EXERCISE REQUIREMENTS:
[1] In the passage on CMIP5 surface wind speed projections, which months define winter?
[2] Write the next part of the passage on CMIP5 surface wind speed projections, continuing after its final sentence.

QUOTED PASSAGE:
>>>>

The Coupled Model Intercomparison Project Phase 5 (CMIP5) aims to understand the past climate changes, make projections, and estimate future uncertainties. For example, with respect to the historical period (1979–2005), the multi-model ensemble mean of simulations in the CMIP5 projects a decrease in the annual maximum wind speeds at the end of this century (2074–2100) over the contiguous United States and most regions of Asia in the high latitudes and an increase in the annual maximum wind speeds over Amazonia, India, Africa, and Southeast Asia, whereas few changes are projected to occur over Europe (Kumar et al. 2015). It is worth noting that studies on extreme wind speed in Asia, Africa, and South America as well as those on mean sfcWind over the Southern Hemisphere by using the CMIP5 simulations are lacking. Moreover, the uncertainty analysis in regional mean sfcWind and extreme wind speed in the CMIP5 results is ignored in previous studies. For example, the CMIP5 models fail to represent the current wind climate over the Bay of Bengal (Krishnan and Bhaskaran 2019) and show relatively poor skill for the long-term temporal trends over the Northern Hemisphere (Tian et al. 2019).
To achieve a comprehensive understanding of the changes in global sfcWind and extreme wind speed in the future and their uncertainties in the results of CMIP5 models, this section initiatively assesses the changes of the mean state, variance, and extreme conditions of sfcWind under three greenhouse gas emission scenarios (Representative Concentration Pathway (RCP2.6, RCP4.5, RCP8.5).
2 Data
The global average daily sfcWind and daily maximum sfcWind data are provided by the Coupled Model Intercomparison Project Phase 5 (CMIP5) from the World Climate Research Programme (WRCP), where daily sfcWind includes 24 models for the historical period and RCP4.5 and RCP8.5 scenarios and 16 models for the RCP2.6 scenario, and daily maximum sfcWind includes 19 models for historical period and RCP4.5 and RCP8.5 scenarios and 11 models for RCP2.6 scenario. The spatial resolution of the data is 0.5 degrees (~50 km × 50 km). The CMIP5 data can be freely accessed on this website: https://esgf-node.llnl.gov/search/cmip5/.
3 Method
We divided the temporal range into three periods, including the historical period (1986–2005, denoted as the 2000s), and two future time periods: 2016–2035 (2030s) and 2046–2065 (2050s). In this study, summer is defined as June–July–August (JJA), and winter is defined as December and January–February of the following year (DJF).
The mean near-surface wind speed (sfcWind) is defined as the 20-year mean of all daily near-surface wind speed for the historical period and the two future time periods under the three RCP scenarios. The sfcWind change was calculated by subtracting the sfcWind during the historical period (2000s) from that under the RCP scenarios in the future temporal ranges. The model uncertainty of the mean sfcWind is represented by the standard deviation of the mean sfcWind across the models for the three periods.

<<<<

RECORDED INFORMATION:
>>>>

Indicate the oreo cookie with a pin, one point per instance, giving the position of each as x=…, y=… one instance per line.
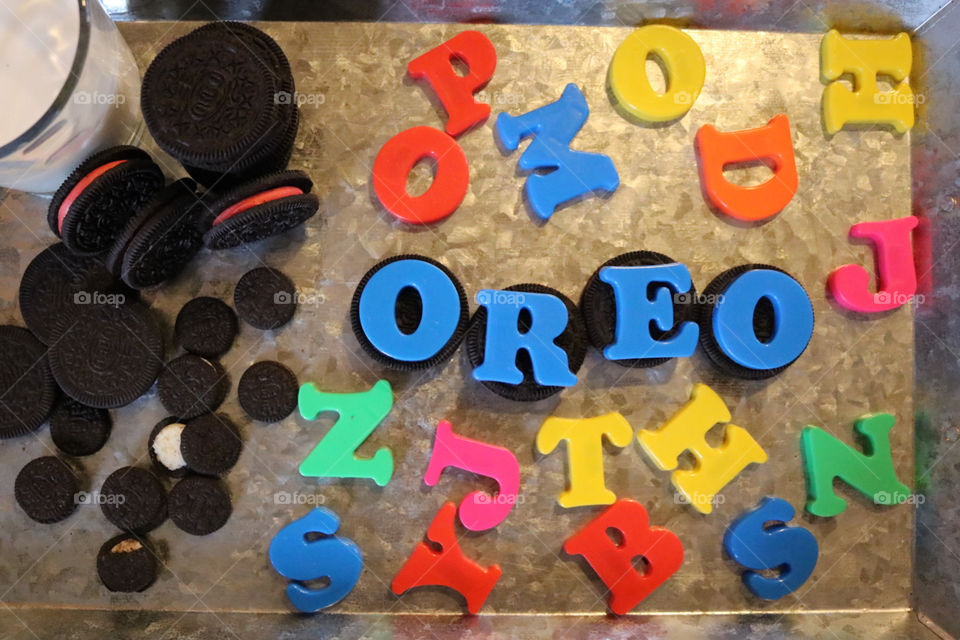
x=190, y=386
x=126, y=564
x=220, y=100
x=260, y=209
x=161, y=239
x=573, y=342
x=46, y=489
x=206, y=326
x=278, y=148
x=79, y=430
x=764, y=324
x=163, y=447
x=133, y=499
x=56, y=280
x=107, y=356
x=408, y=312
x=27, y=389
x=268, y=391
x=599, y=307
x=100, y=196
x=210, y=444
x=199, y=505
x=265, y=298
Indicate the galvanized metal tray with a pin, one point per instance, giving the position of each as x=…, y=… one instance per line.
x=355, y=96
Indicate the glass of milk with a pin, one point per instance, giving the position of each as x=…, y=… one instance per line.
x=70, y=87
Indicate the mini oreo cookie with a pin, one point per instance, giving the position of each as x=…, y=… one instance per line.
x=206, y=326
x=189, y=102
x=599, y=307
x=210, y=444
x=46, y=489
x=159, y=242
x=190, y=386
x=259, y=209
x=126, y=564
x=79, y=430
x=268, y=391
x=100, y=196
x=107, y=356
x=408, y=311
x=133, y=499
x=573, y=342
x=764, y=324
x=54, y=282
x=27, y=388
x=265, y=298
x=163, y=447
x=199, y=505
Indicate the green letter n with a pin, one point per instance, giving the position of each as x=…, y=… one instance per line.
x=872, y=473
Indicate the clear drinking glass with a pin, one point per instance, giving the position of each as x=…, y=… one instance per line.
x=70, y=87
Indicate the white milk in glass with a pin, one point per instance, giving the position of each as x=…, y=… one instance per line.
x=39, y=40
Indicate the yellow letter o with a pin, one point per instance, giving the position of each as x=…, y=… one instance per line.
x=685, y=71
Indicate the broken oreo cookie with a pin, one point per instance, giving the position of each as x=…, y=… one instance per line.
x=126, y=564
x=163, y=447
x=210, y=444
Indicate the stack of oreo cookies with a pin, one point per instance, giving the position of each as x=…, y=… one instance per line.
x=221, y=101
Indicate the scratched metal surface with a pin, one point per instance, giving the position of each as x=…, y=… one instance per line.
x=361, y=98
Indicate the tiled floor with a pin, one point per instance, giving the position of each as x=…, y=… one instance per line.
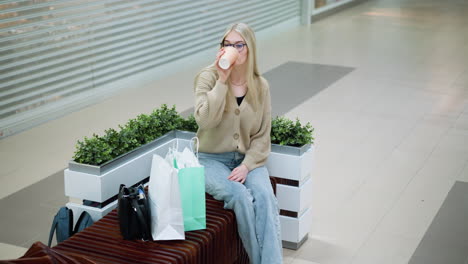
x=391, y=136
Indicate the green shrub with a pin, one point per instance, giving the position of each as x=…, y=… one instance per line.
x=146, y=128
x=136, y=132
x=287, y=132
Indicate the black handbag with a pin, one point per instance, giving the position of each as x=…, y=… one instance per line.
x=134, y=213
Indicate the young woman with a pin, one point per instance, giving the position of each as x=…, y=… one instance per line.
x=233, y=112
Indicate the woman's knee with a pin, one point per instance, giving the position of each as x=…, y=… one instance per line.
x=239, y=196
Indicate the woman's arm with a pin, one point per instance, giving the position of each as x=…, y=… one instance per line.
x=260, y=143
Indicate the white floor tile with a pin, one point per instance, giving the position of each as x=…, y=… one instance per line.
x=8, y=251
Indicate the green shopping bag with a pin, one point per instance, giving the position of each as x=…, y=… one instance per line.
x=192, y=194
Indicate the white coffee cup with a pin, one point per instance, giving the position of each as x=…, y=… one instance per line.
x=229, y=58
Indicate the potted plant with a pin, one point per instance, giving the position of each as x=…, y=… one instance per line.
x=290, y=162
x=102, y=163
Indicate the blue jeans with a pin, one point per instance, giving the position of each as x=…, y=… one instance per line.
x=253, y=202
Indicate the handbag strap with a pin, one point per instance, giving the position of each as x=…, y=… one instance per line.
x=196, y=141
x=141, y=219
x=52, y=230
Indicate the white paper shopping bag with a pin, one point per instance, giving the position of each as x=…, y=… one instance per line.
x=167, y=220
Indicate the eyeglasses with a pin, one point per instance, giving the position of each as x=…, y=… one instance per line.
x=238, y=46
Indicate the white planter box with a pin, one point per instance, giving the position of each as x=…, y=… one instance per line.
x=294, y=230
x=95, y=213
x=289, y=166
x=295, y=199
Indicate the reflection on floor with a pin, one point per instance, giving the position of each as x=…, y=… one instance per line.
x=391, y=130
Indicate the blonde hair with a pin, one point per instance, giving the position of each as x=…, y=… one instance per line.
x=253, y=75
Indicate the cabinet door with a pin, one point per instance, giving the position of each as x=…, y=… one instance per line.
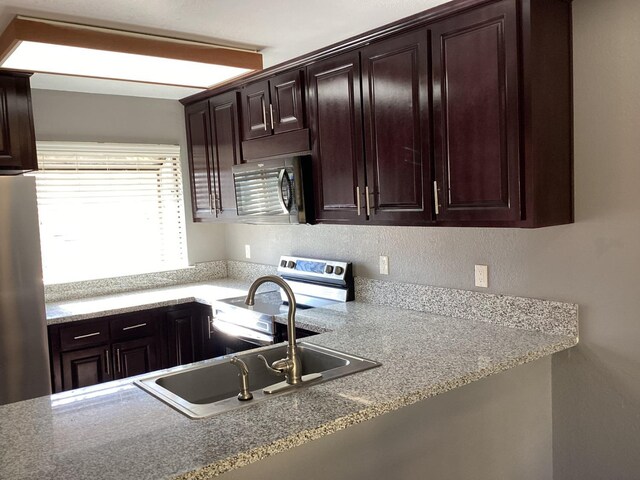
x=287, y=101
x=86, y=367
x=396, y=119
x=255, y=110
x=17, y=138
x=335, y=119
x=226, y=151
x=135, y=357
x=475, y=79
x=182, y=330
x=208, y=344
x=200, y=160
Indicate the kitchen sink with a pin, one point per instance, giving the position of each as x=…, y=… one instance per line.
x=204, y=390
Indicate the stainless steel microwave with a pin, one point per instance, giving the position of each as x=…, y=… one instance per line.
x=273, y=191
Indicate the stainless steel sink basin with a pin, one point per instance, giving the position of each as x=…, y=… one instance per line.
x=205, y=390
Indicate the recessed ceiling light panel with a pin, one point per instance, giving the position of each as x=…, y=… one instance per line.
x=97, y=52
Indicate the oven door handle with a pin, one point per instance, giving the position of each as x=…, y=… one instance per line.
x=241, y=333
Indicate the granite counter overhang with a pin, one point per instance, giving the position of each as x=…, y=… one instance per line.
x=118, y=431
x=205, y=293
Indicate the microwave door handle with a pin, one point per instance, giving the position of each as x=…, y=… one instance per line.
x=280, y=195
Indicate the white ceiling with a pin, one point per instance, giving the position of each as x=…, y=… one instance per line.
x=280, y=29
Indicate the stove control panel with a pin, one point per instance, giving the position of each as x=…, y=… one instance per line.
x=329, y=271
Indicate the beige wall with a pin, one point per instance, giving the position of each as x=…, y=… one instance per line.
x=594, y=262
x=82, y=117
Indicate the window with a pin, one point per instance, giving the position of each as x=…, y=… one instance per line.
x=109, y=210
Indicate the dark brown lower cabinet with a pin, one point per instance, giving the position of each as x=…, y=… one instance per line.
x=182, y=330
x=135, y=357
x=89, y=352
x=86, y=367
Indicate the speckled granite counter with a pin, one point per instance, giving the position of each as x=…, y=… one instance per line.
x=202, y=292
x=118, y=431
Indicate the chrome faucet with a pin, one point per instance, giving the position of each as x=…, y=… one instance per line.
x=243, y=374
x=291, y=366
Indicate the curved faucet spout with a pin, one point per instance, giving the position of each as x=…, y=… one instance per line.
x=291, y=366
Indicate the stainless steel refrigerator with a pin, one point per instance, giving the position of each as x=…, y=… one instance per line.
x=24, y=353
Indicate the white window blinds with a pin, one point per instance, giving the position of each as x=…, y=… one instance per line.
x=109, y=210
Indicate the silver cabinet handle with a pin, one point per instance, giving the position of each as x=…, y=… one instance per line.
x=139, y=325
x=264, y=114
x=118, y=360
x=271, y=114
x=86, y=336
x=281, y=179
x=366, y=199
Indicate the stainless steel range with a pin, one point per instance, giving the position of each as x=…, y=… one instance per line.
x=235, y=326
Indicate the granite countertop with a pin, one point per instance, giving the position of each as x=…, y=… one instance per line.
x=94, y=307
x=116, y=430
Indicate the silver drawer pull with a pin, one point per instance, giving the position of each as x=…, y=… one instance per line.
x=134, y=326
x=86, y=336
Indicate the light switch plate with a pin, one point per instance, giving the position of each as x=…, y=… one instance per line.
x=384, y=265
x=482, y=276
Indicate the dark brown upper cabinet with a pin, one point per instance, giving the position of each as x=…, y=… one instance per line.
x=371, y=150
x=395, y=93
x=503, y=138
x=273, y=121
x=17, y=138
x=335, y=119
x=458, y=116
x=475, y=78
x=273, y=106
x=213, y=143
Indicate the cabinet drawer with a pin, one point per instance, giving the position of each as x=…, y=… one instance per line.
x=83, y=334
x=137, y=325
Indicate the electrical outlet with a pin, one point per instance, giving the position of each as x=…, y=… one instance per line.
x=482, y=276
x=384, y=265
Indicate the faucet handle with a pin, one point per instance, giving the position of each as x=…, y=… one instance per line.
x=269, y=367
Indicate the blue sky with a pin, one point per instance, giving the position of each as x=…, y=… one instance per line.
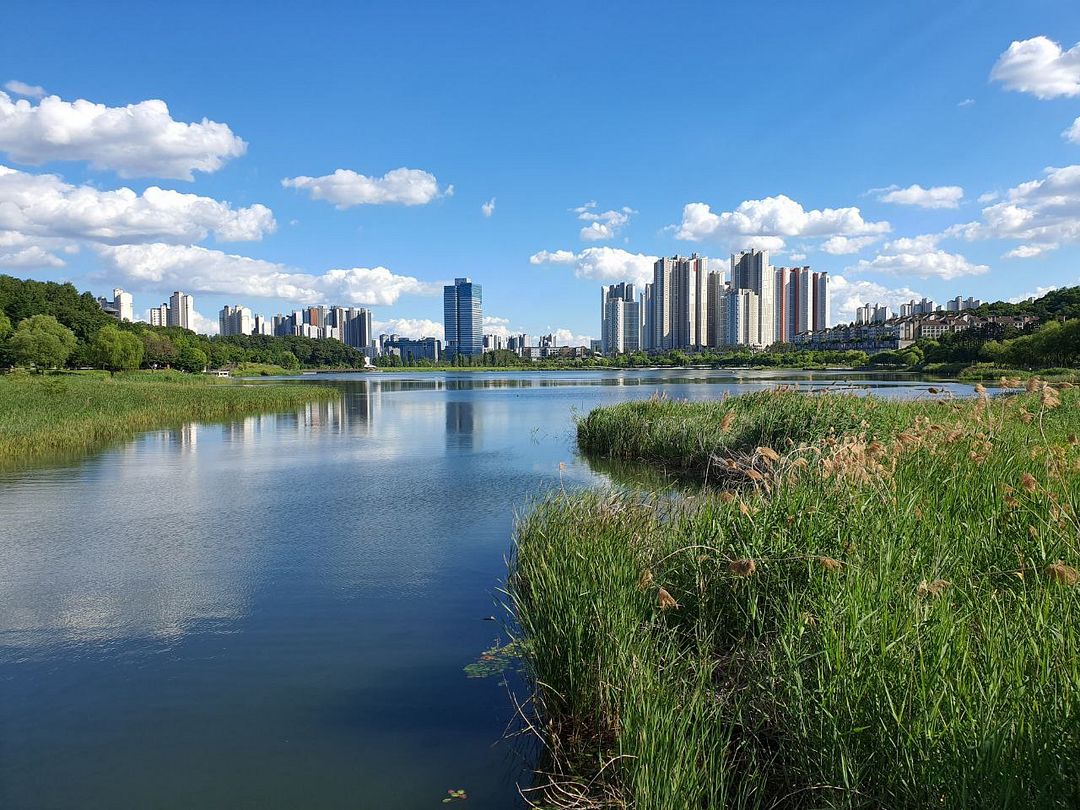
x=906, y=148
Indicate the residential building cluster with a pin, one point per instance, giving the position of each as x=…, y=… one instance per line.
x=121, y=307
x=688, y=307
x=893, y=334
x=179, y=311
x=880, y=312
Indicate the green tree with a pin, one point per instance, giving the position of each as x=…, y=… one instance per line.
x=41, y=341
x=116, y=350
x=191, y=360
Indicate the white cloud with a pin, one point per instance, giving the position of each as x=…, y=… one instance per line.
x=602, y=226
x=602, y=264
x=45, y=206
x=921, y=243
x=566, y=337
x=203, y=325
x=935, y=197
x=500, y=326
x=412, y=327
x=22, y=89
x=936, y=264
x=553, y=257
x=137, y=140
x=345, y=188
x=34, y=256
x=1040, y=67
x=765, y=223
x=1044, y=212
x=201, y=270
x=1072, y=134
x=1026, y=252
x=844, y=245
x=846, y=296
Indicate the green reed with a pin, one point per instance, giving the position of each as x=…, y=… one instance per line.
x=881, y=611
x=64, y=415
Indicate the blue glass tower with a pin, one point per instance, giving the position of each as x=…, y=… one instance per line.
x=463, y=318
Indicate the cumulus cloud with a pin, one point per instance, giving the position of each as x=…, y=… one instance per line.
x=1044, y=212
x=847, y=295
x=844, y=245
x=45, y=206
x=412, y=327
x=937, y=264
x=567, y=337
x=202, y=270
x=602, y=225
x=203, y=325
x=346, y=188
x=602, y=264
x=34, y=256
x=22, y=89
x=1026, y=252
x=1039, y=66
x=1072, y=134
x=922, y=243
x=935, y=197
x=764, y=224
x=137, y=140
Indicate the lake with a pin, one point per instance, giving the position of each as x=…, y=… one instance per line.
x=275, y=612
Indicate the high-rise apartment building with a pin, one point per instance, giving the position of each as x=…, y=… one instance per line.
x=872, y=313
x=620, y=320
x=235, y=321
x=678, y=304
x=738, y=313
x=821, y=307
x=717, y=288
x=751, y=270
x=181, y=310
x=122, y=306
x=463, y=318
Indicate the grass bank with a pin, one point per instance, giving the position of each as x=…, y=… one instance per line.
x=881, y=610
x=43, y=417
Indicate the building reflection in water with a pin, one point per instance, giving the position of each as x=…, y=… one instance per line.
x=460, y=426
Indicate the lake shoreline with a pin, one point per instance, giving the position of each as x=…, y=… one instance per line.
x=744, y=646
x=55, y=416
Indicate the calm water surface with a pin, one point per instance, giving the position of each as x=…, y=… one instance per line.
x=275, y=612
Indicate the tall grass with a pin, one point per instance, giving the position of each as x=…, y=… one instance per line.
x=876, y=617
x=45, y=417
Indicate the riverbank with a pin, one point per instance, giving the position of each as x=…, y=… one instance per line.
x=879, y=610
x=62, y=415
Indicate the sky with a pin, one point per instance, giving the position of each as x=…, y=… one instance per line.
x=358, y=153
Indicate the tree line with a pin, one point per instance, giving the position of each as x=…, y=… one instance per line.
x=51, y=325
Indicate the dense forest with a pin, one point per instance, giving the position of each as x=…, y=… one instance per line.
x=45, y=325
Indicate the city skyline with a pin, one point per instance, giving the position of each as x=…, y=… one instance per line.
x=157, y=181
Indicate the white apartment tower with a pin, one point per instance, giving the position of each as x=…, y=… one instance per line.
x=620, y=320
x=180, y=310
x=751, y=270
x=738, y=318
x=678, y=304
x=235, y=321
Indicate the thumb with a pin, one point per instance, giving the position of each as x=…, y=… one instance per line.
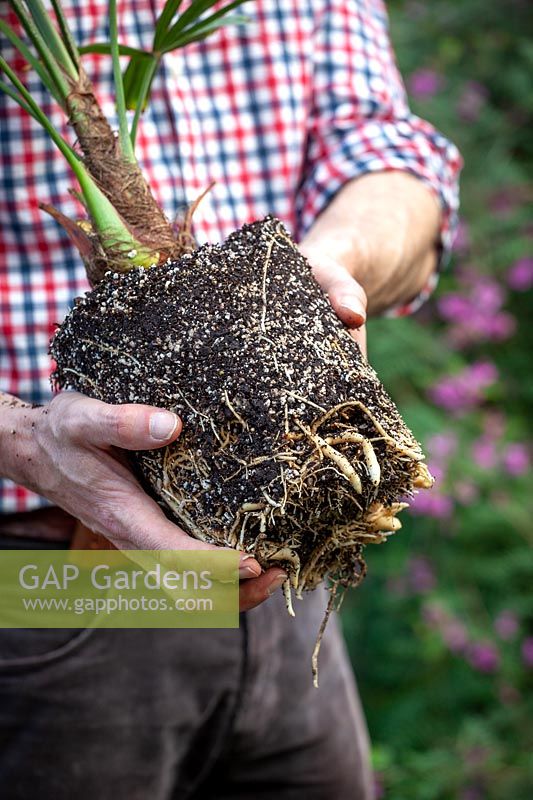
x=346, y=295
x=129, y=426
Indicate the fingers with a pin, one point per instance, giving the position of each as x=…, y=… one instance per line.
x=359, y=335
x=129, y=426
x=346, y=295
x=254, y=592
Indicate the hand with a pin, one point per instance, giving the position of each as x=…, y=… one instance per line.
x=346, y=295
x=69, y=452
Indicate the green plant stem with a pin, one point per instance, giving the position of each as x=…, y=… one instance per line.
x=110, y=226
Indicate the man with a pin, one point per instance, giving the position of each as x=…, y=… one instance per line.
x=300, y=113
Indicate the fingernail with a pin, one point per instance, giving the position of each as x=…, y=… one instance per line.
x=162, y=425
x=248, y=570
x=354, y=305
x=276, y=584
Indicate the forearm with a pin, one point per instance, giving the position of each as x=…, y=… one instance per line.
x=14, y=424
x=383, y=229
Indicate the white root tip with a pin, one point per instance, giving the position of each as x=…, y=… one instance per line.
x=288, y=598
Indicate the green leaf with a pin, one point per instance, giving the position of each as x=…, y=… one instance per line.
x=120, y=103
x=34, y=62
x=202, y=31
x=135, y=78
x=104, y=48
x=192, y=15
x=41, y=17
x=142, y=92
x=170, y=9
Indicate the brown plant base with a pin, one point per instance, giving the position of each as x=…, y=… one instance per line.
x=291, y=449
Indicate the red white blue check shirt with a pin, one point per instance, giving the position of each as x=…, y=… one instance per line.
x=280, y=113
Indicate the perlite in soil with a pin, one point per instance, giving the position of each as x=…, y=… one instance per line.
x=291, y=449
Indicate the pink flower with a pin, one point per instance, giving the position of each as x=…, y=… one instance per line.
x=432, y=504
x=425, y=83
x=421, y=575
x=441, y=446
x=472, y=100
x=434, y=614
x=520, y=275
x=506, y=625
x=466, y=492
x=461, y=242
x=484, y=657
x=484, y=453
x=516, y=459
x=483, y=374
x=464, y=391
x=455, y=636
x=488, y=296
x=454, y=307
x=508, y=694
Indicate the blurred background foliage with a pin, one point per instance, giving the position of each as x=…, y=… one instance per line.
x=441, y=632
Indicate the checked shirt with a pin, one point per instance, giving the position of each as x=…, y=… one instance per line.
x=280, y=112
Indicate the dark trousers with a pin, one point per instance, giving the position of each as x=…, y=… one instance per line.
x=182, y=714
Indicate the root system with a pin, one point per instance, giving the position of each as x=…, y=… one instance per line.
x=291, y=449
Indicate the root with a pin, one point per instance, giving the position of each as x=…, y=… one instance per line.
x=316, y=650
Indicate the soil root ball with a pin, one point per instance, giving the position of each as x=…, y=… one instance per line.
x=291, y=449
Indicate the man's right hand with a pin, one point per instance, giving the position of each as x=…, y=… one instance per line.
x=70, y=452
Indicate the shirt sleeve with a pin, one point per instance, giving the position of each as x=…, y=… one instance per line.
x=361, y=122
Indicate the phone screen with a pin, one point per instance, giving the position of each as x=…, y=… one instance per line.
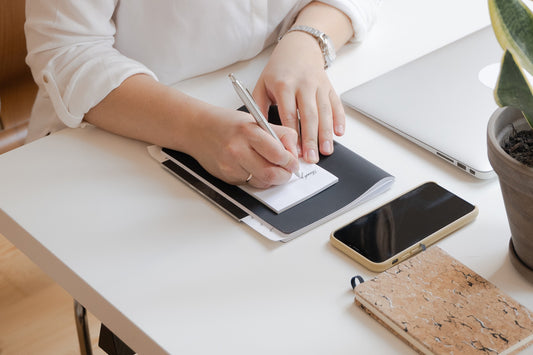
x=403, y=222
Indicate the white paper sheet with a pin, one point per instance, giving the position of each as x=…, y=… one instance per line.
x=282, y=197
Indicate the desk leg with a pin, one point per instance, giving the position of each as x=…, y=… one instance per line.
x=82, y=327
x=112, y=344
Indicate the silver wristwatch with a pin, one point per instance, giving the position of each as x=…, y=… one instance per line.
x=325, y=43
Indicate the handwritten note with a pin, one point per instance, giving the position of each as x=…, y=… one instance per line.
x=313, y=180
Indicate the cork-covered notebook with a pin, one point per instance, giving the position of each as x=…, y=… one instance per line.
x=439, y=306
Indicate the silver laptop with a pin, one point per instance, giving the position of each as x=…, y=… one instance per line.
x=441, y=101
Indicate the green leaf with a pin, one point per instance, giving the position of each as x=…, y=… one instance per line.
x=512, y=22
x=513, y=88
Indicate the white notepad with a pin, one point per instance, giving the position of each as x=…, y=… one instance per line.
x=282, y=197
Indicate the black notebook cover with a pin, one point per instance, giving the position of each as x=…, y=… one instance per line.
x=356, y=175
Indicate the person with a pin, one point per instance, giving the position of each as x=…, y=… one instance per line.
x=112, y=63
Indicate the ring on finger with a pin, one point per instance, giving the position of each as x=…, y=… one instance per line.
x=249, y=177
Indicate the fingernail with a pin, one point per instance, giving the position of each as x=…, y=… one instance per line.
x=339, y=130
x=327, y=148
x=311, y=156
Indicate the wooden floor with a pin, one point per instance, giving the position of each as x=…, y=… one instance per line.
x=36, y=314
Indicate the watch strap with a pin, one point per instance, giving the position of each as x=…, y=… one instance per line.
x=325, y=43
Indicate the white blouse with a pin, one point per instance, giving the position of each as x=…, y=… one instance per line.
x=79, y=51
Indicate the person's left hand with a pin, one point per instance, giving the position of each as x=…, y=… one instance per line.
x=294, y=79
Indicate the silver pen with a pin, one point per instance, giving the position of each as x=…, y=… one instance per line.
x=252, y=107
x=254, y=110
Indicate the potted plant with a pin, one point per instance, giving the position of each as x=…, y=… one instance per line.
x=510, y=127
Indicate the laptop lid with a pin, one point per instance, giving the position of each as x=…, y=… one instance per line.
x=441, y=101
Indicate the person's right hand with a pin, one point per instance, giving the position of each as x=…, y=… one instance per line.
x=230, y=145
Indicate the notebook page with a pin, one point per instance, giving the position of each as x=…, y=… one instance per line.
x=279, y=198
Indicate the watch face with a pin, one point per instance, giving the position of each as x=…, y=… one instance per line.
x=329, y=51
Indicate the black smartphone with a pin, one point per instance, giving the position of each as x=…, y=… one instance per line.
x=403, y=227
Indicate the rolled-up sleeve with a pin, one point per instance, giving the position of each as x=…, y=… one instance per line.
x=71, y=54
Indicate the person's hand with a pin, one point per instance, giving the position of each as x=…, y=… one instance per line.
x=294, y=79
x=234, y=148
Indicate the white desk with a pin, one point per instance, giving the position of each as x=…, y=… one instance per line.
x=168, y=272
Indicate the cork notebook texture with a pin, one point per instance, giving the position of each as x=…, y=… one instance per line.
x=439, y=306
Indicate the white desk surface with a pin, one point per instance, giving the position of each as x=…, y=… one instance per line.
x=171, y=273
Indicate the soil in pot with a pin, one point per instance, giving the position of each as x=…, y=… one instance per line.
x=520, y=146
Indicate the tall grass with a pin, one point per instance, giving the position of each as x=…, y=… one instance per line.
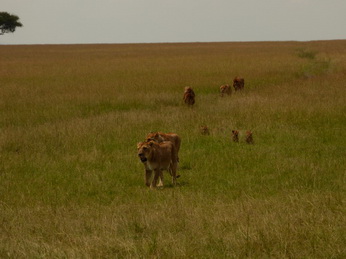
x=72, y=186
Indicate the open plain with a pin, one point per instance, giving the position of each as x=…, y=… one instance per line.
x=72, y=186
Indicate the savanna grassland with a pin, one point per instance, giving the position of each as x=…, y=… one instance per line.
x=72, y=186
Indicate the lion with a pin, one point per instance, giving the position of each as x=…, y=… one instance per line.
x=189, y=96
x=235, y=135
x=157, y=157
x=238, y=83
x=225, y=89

<<<<

ANSWERS TO THE PROBLEMS:
[1] December and January–February of the following year (DJF).

[2]
The near-surface wind speed variability (sfcWind std) is defined as the standard deviation of the daily mean near-surface wind speed during the three periods. The change in sfcWind variability was calculated by subtracting the sfcWind std during the historical period (2000s) from the sfcWind std under the RCP scenarios in the future temporal ranges. The model uncertainty of the sfcWind std is represented by the standard deviation of the sfcWind std for the three periods across the models.
The maximum near-surface wind speed (sfcWindmax) mean is defined as the 20-year mean of all daily maximum near-surface wind speed for the historical period and the two future time periods under the three RCP scenarios. The sfcWindmax change was calculated by subtracting the sfcWindmax during the historical period (2000s) from the sfcWindmax under the RCP scenarios in the future temporal ranges. The model uncertainty of the mean sfcWindmax is represented by the standard deviation of the mean sfcWindmax for the three periods across the models.
The maximum near-surface wind speed variability (sfcWindmax std) is defined as the standard deviation of the daily mean maximum near-surface wind speed during the three periods. The change in sfcWindmax variability was calculated by subtracting the sfcWindmax std during the historical period (2000s) from the sfcWindmax std under the RCP scenarios in the future temporal ranges. The model uncertainty of the sfcWindmax std is represented by the standard deviation of the sfcWindmax std for the three periods across the models.
Because of the varying spatial resolutions of the simulations in the CMIP5, the variables are interpolated by using a bilinear interpolation with a high spatial resolution of 0.5° × 0.5°.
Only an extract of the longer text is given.